**Stated goal**: Replace "single marker" with "single dot" throughout the records below, leave everything else as it is, and omit the pictures.

**Record set**:

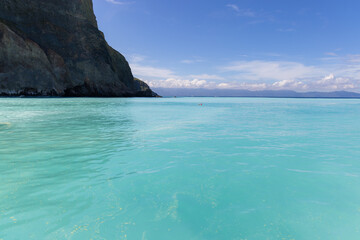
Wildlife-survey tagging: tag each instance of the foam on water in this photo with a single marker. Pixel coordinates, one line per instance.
(153, 169)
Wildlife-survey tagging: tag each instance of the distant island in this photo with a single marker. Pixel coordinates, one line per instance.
(54, 48)
(201, 92)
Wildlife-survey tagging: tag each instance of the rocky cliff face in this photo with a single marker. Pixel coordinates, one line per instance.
(54, 48)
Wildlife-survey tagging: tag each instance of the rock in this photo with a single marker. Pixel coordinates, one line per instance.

**The completed task**:
Wildlife-survey tagging: tag each instance of the foam on water in this photo with a single dot. Pixel coordinates, one line per instance.
(153, 169)
Wildlife-survey tagging: tag each instance of the distant island in this photo with a single dot. Pixel coordinates, one line per instance.
(54, 48)
(201, 92)
Wildlife-survey tagging: tag each instance of the rocky cliff face in this photo with a single dot. Pixel coordinates, one line per instance.
(54, 48)
Wildlife-survey tagging: tag each instance of the rock in this photo with a single dot. Pixel coordinates, one line per instance.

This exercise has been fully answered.